_Written tasks:_
a) List every benefit of reading named in the first paragraph of the text on children's reading.
b) Write out the text on children's reading word for word, everything from "Fostering a child’s" down to "their peer level.".

_Supplied text:_
◆ ◆ ◆ ◆ ◆ ◆ ◆

The virtues of reading are endless and heavily documented. There are the obvious academic benefits such as brain development, vocabulary expansion and improved concentration, but there are also the social benefits such as teaching a child empathy, compassion and flexible thinking.
Fostering a child’s love of books is a responsibility. We do our best to support their literacy development, but sometimes finding engaging and level appropriate books for young readers can be challenging. This is particularly so if you have a child that reads above or below their peer level.
Davina Bell, acclaimed author and past editor at Penguin Australia in the Young Readers says
“I think some of the hardest matches to make are for meaty yet still age-appropriate reads for advanced readers of a young age. Harry Potter and The Lion, The Witch and The Wardrobe can be a little scary, but it’s equally off-putting to be stuck on boring, simple, repetitive reads that they’ve grown beyond. And conversely, it’s hard to find meaty and interesting reads for reluctant or struggling readers who are older and yet wanting something meaningful and not too babyish. "
Discovering suitable stories means not only uncovering topics that interest the child, but ones that have appropriate sized text. A beginner reader will appreciate less words on the page and a larger font. This can prove a sticking point for older children struggling with reading as many ‘age appropriate’ stories resume to fine text and more complex language.
We need no expert to tell us that once a child discovers the magic of reading they are hooked for life. However to start this journey we need to help find them stories that really interest them. The responsibility and stakes can be particularly high with a reluctant reader. If you make a few ill fated attempts and choose books they don’t enjoy they may start refusing your suggestions and settle into the mentality that reading is not for them.

◆ ◆ ◆ ◆ ◆ ◆ ◆

_Supplied records:_

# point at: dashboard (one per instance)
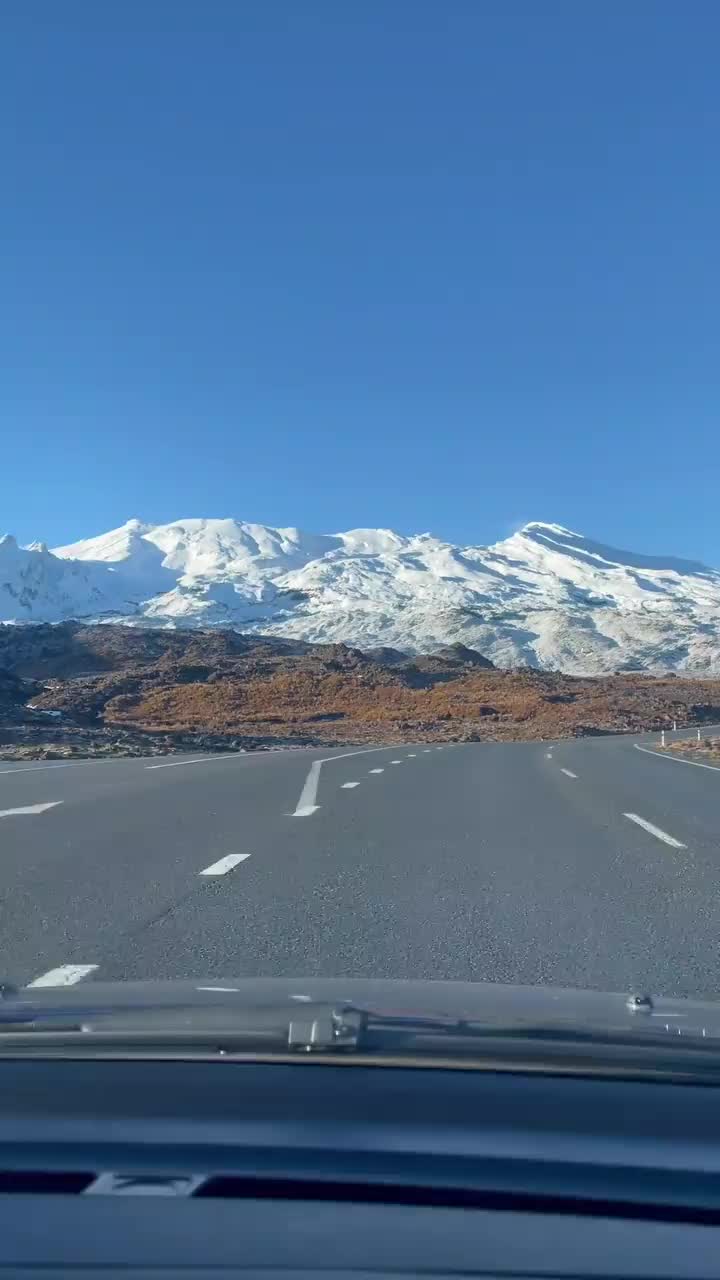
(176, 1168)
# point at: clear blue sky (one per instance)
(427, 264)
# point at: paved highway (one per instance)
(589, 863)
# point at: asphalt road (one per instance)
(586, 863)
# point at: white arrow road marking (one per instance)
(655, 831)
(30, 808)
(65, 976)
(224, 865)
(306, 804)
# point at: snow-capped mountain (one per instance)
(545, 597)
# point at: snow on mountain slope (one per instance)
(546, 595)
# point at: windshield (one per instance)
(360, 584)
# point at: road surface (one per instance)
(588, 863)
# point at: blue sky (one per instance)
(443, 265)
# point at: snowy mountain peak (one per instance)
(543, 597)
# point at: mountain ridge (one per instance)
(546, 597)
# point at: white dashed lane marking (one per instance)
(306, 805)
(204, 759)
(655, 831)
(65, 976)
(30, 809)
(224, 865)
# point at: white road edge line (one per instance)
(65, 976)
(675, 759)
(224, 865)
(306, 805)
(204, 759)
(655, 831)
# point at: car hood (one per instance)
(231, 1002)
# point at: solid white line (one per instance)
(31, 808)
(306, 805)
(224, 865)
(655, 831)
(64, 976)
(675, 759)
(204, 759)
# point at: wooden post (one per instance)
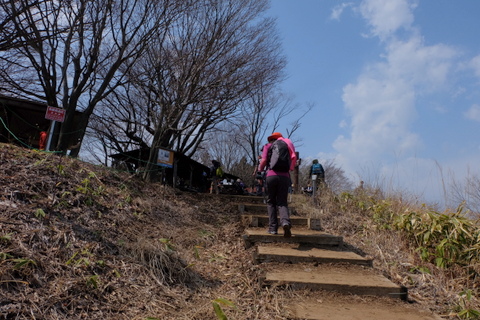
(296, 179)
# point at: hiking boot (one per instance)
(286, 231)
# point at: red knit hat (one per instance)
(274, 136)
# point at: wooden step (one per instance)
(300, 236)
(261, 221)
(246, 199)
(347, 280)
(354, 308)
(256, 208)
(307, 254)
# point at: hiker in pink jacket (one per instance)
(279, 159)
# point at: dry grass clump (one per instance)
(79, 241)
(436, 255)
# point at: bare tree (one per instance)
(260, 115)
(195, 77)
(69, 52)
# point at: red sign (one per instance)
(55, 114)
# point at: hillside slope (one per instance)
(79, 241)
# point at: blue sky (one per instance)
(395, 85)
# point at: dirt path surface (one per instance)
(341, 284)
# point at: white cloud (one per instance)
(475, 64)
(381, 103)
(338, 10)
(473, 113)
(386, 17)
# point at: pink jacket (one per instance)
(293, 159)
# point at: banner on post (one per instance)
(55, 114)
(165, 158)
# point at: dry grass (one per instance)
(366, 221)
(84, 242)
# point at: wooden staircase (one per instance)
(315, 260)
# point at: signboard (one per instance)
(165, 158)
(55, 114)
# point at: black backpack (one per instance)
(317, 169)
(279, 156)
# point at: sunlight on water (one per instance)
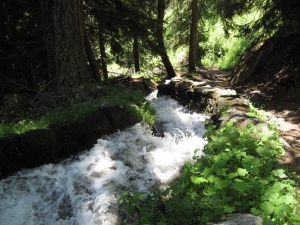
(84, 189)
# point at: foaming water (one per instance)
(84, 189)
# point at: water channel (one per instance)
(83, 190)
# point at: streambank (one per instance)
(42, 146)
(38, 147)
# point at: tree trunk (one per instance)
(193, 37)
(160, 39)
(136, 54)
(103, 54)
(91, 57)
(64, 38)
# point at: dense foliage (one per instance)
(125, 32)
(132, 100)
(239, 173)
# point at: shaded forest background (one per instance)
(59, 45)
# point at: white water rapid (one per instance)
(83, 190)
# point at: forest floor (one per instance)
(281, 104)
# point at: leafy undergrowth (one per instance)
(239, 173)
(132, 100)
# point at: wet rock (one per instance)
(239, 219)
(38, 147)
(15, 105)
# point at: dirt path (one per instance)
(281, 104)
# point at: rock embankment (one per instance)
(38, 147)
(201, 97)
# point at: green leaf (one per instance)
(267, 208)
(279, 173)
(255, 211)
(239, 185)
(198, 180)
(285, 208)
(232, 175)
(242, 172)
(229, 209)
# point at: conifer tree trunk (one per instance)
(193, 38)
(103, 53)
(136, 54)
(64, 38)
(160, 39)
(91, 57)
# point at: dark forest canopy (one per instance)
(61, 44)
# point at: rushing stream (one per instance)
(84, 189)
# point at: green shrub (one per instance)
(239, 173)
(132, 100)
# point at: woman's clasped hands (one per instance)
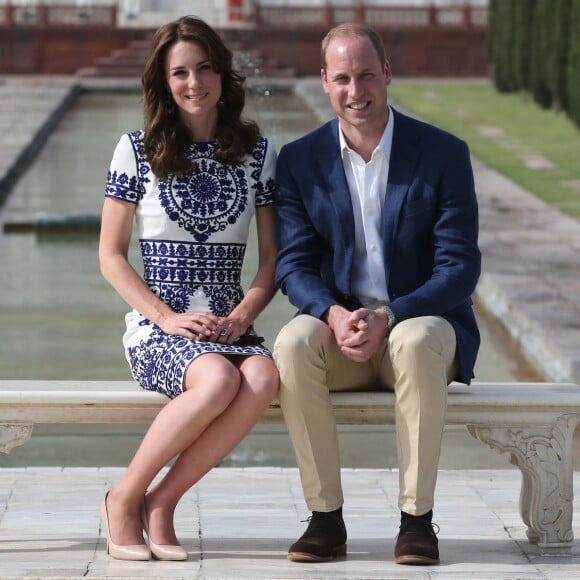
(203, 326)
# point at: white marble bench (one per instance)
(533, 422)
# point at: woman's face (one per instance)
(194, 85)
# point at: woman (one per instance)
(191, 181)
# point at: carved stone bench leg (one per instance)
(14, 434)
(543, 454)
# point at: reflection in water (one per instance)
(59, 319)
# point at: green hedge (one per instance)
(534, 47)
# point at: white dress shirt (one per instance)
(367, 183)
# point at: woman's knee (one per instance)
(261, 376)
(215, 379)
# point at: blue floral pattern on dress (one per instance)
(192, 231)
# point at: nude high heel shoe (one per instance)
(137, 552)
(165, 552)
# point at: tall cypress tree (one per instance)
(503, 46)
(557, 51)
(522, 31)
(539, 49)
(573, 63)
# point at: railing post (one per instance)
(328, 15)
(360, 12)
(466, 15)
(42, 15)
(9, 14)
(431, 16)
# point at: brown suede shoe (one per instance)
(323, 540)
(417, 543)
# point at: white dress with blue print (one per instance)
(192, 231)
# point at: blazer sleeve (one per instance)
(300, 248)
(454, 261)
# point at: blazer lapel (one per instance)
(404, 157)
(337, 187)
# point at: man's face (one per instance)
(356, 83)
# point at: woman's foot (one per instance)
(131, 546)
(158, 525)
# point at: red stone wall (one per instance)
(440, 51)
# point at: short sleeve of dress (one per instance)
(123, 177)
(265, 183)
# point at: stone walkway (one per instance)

◆ ◆ ◆ ◆ ◆ ◆ ◆

_Task-by-task outputs:_
a) brain development, vocabulary expansion, improved concentration, empathy, compassion, flexible thinking

b)
Fostering a child’s love of books is a responsibility. We do our best to support their literacy development, but sometimes finding engaging and level appropriate books for young readers can be challenging. This is particularly so if you have a child that reads above or below their peer level.